**What this task involves:**
Would you please return the line containing "Target: nike swoosh logo" and all the lines after it through the end of the records below, unchanged and on their own?

**Data listing:**
==================================================

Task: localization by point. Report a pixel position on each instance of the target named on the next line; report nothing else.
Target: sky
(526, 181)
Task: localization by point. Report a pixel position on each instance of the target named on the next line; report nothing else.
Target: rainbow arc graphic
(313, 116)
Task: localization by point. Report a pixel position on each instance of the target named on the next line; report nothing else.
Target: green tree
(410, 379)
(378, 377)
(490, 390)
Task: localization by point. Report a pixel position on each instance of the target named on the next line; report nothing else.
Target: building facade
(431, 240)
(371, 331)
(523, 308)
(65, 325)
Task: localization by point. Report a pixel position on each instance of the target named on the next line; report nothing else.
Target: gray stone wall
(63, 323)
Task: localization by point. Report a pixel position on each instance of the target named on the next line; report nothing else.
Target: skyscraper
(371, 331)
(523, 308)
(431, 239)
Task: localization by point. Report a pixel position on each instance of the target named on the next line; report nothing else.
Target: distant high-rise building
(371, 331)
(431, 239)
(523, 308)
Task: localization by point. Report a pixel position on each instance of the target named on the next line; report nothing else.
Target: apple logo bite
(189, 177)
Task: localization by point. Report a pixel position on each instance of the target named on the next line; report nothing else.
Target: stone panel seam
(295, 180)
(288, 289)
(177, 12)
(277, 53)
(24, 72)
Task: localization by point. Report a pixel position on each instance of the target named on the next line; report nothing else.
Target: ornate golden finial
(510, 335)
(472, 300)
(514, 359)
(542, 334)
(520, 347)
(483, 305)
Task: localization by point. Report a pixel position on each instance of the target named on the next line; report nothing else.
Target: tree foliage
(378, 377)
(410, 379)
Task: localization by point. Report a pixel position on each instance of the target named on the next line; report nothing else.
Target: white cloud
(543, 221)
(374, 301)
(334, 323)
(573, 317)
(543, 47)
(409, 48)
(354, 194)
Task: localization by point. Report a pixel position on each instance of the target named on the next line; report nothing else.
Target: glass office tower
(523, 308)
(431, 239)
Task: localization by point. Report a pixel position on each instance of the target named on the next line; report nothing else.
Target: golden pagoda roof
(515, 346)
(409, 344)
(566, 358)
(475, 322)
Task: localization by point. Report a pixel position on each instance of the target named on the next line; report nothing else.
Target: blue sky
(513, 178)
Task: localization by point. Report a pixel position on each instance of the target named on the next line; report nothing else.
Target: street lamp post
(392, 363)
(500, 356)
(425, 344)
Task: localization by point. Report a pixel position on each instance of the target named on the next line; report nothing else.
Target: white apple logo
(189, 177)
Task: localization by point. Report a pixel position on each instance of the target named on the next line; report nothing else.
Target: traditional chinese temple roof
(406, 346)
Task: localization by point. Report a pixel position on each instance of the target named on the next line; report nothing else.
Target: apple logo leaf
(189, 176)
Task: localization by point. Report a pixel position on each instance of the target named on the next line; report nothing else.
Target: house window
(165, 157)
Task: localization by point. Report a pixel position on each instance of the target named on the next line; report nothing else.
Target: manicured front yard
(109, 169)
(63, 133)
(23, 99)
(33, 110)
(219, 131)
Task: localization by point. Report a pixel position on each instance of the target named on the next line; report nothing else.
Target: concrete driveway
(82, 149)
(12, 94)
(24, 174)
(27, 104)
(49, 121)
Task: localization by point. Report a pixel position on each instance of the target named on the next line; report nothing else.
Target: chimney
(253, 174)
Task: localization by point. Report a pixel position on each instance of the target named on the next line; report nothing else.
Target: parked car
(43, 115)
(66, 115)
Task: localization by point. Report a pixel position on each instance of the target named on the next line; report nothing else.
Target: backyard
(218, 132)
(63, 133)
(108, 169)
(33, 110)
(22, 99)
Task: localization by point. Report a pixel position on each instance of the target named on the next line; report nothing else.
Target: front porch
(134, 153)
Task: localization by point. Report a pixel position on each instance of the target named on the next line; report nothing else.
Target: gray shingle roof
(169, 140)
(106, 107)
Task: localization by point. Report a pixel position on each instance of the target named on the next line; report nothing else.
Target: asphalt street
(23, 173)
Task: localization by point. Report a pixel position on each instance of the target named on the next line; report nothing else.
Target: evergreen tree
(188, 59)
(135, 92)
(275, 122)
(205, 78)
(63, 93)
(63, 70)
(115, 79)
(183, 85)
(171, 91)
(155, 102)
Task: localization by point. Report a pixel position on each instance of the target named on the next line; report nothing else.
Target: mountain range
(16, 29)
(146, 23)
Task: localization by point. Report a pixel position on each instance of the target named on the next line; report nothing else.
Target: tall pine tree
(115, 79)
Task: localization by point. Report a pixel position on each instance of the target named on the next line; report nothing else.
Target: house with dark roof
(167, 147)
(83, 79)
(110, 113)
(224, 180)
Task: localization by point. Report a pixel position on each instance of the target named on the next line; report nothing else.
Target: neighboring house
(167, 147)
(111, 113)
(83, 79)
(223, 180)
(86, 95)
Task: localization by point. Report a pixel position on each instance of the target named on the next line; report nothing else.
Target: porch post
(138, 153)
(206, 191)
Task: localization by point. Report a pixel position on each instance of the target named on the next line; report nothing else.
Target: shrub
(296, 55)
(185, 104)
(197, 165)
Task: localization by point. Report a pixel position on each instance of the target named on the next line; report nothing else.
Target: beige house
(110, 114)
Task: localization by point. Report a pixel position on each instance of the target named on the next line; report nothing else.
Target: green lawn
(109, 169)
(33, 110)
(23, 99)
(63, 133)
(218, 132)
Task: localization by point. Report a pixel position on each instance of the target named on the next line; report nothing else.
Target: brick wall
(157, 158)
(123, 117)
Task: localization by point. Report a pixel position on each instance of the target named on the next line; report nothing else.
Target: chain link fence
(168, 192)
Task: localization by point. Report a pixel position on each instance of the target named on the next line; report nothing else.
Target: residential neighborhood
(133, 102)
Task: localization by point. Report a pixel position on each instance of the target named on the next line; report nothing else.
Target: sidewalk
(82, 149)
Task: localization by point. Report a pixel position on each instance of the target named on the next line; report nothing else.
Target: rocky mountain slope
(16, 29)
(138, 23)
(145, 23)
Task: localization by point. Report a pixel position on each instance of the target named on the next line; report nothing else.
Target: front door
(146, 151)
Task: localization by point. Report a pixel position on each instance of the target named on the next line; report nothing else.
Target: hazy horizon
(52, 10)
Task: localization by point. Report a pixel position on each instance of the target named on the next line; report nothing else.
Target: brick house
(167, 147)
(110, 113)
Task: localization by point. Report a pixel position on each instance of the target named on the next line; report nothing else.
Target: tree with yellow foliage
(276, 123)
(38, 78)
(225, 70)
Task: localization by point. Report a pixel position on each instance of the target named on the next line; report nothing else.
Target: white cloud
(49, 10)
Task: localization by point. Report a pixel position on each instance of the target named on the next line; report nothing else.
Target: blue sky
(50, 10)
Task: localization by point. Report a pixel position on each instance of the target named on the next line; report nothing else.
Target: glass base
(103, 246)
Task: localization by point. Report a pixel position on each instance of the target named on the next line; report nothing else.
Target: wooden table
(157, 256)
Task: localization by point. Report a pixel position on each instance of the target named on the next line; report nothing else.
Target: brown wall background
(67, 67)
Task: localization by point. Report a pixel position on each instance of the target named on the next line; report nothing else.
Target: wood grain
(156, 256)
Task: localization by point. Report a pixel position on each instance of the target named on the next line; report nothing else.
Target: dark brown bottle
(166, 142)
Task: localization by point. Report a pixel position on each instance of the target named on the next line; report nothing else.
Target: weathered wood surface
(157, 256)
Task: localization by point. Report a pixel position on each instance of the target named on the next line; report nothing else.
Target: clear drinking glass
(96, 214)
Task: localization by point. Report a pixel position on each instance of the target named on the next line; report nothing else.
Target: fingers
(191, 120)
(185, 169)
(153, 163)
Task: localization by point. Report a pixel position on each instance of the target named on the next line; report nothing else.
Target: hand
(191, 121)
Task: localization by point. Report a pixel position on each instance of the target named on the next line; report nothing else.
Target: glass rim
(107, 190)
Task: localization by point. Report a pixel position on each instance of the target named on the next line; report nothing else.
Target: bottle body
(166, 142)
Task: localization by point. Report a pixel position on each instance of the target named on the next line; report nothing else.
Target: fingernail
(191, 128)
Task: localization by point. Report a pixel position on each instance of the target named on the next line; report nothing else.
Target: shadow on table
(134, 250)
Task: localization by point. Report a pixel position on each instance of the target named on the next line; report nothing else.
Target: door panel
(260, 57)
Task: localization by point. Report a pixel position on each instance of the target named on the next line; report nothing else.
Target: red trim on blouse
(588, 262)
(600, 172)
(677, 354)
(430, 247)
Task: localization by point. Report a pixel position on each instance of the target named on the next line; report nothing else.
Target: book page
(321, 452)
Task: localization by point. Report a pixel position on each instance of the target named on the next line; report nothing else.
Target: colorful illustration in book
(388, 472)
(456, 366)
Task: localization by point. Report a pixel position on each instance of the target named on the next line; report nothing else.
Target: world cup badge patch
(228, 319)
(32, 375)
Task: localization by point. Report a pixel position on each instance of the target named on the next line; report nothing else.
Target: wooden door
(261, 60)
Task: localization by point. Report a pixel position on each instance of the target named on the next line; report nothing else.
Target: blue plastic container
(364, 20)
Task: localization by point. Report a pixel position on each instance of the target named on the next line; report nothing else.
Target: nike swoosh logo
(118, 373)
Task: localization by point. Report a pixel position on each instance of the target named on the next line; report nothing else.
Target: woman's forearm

==================================================

**Response area:**
Target: nike swoosh logo
(118, 373)
Task: localization by point. Report a pixel position on each instance of the target named on the next line; report nothing else.
Target: woman's forearm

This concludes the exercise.